■ Prompt
Copy the listing below word for word, keeping every line, bracket, and number unchanged.

╭─ Task data

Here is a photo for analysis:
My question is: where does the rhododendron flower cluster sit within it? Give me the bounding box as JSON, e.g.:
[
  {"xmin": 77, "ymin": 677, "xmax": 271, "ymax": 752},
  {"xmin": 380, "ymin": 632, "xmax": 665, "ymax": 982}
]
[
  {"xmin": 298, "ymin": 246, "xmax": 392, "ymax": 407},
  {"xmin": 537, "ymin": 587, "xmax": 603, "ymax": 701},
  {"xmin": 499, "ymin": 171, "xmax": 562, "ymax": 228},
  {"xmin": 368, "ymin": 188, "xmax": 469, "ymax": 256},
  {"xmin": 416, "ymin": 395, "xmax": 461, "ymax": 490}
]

╰─

■ The reply
Here is a photo for analysis:
My question is: where does the rhododendron flower cluster sit within it? Give me the bounding box as JSON, e.g.:
[
  {"xmin": 77, "ymin": 677, "xmax": 271, "ymax": 752},
  {"xmin": 380, "ymin": 632, "xmax": 665, "ymax": 982}
]
[
  {"xmin": 298, "ymin": 246, "xmax": 392, "ymax": 407},
  {"xmin": 537, "ymin": 587, "xmax": 603, "ymax": 701},
  {"xmin": 499, "ymin": 171, "xmax": 562, "ymax": 228},
  {"xmin": 368, "ymin": 188, "xmax": 469, "ymax": 256},
  {"xmin": 416, "ymin": 395, "xmax": 461, "ymax": 490}
]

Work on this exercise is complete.